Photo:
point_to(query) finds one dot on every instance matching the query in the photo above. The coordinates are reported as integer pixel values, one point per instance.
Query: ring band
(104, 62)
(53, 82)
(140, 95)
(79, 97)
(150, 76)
====
◆ AIM OF THE EXERCISE
Copy all of the data above line for line, keeping every word, number and mark the same.

◆ SOLUTION FOR THIS TASK
Photo:
point_to(query) finds one dot on every instance matching the query in the photo above. The coordinates are reported as integer pixel values, one point per instance.
Query: ring band
(104, 62)
(53, 82)
(140, 95)
(79, 97)
(150, 76)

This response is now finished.